Your task is to retype, exactly and only, the lines from the one containing "Annotation task — pin every instance of the white siding" to the final line of the entries, leaving out all pictures.

Photo-based referring expression data
• • • • •
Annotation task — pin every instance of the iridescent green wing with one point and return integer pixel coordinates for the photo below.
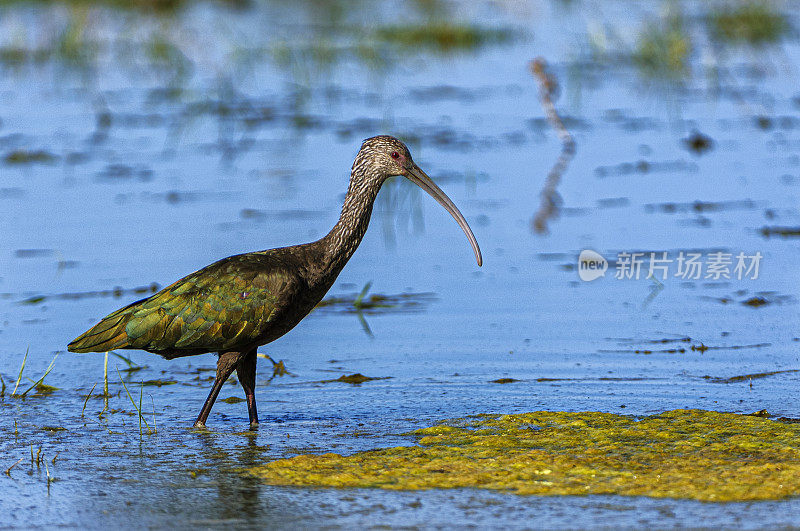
(227, 304)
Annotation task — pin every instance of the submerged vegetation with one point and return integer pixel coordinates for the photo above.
(751, 22)
(693, 454)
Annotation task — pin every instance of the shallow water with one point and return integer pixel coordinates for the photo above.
(124, 169)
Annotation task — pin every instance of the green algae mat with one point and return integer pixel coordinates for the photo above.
(694, 454)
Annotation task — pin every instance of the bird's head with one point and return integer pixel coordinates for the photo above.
(381, 157)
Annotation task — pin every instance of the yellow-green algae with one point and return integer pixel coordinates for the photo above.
(702, 455)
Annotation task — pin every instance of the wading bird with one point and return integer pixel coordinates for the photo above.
(239, 303)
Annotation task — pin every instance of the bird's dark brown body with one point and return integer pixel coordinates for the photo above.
(239, 303)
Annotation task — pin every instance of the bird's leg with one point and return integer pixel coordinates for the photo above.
(246, 371)
(225, 366)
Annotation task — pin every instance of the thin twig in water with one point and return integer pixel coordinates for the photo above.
(137, 408)
(8, 470)
(40, 380)
(87, 399)
(14, 392)
(550, 199)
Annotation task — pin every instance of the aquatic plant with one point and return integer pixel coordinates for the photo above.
(752, 22)
(695, 454)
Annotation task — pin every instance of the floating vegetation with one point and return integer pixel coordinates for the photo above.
(698, 143)
(762, 298)
(138, 407)
(691, 454)
(442, 37)
(748, 377)
(377, 303)
(355, 379)
(232, 400)
(42, 389)
(22, 156)
(753, 22)
(664, 48)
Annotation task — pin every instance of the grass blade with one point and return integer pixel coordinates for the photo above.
(138, 409)
(20, 371)
(87, 399)
(49, 368)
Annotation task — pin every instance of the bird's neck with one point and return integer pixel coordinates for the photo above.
(343, 240)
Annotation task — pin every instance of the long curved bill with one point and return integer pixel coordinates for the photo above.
(418, 177)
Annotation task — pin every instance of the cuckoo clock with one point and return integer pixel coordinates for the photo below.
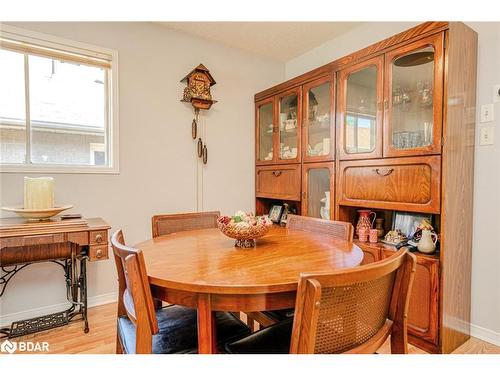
(197, 92)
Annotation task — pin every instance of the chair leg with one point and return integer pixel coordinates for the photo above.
(119, 348)
(251, 324)
(399, 342)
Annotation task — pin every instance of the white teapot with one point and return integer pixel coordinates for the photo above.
(427, 243)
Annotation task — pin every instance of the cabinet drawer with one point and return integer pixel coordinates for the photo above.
(98, 252)
(281, 182)
(405, 184)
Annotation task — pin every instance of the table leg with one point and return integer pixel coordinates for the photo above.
(207, 342)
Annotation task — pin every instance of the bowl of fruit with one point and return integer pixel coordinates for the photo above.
(244, 227)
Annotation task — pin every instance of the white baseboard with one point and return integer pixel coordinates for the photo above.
(485, 334)
(6, 320)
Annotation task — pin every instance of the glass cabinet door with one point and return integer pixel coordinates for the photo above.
(318, 185)
(318, 132)
(413, 96)
(360, 107)
(265, 131)
(289, 126)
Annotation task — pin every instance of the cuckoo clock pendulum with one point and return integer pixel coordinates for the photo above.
(197, 92)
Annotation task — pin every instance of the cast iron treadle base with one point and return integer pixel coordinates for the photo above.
(41, 323)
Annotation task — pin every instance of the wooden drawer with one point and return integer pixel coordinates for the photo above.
(404, 184)
(98, 252)
(424, 301)
(281, 182)
(98, 237)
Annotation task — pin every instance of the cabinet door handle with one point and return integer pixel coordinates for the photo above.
(387, 173)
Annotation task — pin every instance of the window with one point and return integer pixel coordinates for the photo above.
(58, 105)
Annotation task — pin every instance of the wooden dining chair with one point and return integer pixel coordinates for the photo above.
(348, 311)
(337, 229)
(171, 223)
(143, 329)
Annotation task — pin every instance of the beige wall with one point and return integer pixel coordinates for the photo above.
(486, 251)
(159, 169)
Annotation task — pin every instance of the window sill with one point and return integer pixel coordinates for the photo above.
(68, 169)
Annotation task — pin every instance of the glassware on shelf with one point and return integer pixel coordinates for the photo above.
(424, 92)
(266, 127)
(360, 111)
(411, 115)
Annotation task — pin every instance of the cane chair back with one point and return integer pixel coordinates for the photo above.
(338, 229)
(134, 299)
(171, 223)
(355, 310)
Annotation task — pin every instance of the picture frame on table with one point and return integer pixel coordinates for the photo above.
(407, 222)
(275, 213)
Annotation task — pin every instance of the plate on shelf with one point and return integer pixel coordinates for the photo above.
(38, 214)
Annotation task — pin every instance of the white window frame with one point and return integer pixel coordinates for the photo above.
(112, 128)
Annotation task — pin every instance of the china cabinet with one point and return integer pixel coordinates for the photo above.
(404, 120)
(318, 186)
(287, 142)
(278, 128)
(265, 130)
(318, 123)
(413, 98)
(360, 113)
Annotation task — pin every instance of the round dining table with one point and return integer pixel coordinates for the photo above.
(202, 269)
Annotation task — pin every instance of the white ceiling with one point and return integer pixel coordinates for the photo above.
(280, 41)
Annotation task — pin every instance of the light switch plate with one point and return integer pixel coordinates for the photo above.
(487, 113)
(487, 136)
(496, 93)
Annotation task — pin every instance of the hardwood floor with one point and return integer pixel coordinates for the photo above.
(101, 338)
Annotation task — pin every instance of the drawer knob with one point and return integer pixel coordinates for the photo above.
(387, 173)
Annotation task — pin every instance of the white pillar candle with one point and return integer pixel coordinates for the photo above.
(38, 192)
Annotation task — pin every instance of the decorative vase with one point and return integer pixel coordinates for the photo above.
(365, 220)
(379, 226)
(363, 234)
(373, 236)
(427, 243)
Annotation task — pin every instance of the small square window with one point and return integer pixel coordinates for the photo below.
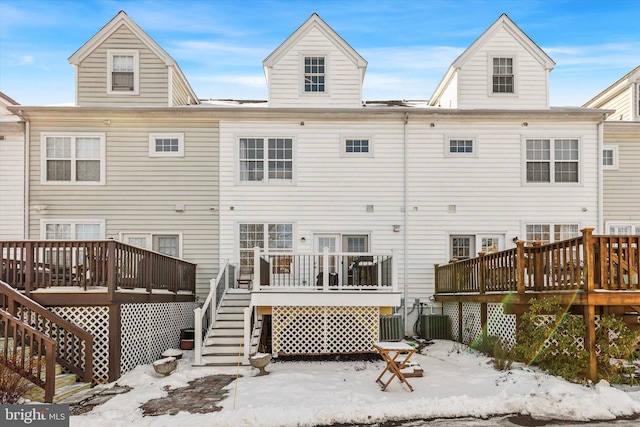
(461, 146)
(166, 145)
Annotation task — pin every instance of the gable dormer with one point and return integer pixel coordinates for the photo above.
(122, 66)
(315, 67)
(623, 96)
(502, 69)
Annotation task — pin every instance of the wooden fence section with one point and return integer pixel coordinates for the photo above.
(35, 339)
(585, 263)
(31, 265)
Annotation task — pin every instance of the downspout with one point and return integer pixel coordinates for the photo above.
(406, 221)
(26, 184)
(601, 178)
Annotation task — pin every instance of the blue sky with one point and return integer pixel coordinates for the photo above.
(409, 44)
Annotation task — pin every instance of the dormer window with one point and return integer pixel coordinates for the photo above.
(314, 74)
(122, 73)
(503, 78)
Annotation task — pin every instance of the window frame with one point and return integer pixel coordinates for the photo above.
(491, 75)
(265, 160)
(245, 254)
(302, 87)
(150, 237)
(153, 137)
(552, 231)
(73, 222)
(343, 146)
(449, 153)
(73, 159)
(552, 161)
(614, 156)
(136, 71)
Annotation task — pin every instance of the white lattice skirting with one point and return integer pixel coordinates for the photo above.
(324, 330)
(498, 323)
(94, 320)
(147, 330)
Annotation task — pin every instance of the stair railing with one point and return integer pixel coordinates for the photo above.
(29, 323)
(205, 316)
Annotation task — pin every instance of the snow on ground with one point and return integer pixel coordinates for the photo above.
(457, 382)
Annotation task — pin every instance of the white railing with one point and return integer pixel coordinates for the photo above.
(346, 271)
(205, 316)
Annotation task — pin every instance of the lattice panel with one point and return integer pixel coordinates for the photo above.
(471, 324)
(147, 330)
(94, 320)
(451, 309)
(324, 330)
(501, 324)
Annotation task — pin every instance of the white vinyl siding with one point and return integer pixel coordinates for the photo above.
(552, 161)
(475, 78)
(343, 78)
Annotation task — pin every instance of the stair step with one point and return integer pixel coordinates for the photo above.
(221, 360)
(63, 381)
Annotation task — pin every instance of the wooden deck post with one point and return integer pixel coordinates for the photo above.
(520, 266)
(590, 341)
(115, 342)
(538, 267)
(589, 259)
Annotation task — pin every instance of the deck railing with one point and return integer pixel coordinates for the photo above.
(35, 339)
(31, 265)
(583, 263)
(344, 271)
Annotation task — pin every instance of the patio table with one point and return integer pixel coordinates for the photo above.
(396, 355)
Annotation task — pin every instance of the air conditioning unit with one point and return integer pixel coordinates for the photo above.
(391, 327)
(435, 326)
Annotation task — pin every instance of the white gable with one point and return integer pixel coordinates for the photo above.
(469, 82)
(340, 72)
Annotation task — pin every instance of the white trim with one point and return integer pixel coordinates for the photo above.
(265, 159)
(152, 145)
(136, 71)
(615, 155)
(552, 160)
(343, 147)
(73, 136)
(72, 222)
(447, 146)
(150, 235)
(327, 86)
(490, 58)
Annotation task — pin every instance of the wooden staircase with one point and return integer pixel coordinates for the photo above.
(224, 345)
(66, 384)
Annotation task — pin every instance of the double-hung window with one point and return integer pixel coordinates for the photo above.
(552, 160)
(543, 232)
(503, 75)
(278, 238)
(314, 74)
(460, 146)
(122, 71)
(166, 145)
(73, 158)
(266, 159)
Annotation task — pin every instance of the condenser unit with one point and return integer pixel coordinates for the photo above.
(435, 326)
(391, 328)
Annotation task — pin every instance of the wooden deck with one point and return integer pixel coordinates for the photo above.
(94, 273)
(589, 274)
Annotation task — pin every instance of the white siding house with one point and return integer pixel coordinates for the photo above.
(621, 153)
(12, 206)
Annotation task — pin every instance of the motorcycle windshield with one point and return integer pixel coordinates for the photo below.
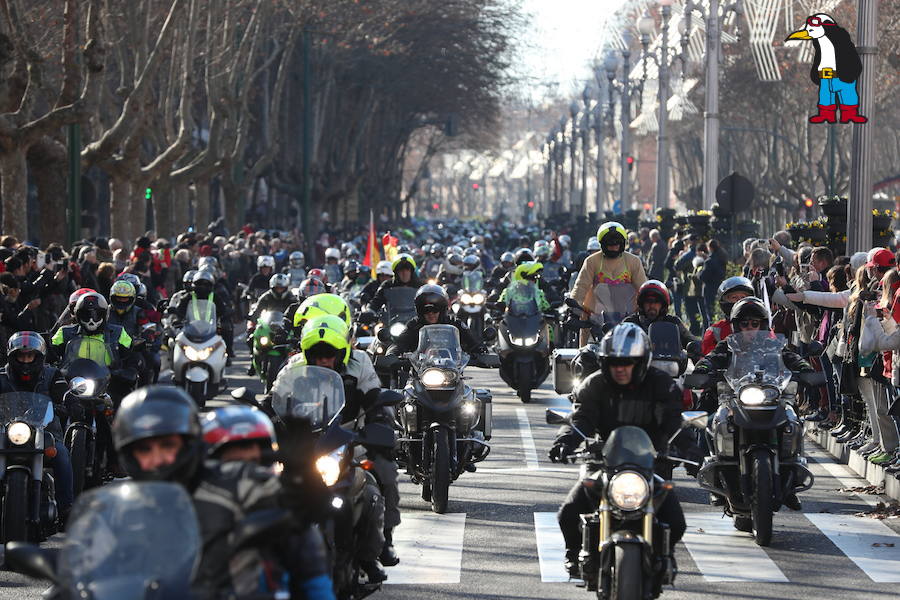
(665, 341)
(629, 446)
(125, 538)
(439, 347)
(33, 409)
(91, 348)
(399, 304)
(473, 281)
(314, 393)
(200, 320)
(756, 359)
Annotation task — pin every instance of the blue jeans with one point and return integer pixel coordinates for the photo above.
(831, 89)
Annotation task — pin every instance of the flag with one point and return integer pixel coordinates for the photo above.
(390, 246)
(373, 256)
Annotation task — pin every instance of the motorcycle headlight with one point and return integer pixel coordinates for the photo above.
• • • • •
■ Task solution ■
Annotation task — pin every instance of the white siding house with one point and return integer pixel coordinates for the photo above.
(621, 153)
(12, 206)
Annotation task — pin every instance of the motorcycle windshield with one point and return integer pixel coordinates for the photo below.
(665, 341)
(629, 446)
(125, 538)
(439, 347)
(33, 409)
(91, 348)
(399, 304)
(473, 281)
(314, 393)
(200, 320)
(756, 359)
Annotation task — pin every instance of the blue jeans with one point and return integer pixel coordinates for the photo above.
(831, 89)
Annotation task — pin every instance of the flag with one point and return integer pixel coordinates for the photo above.
(390, 246)
(373, 256)
Annotation task — pin every instance of the motorcycle headlight with one point and return integer pixel coordinates for the photo above.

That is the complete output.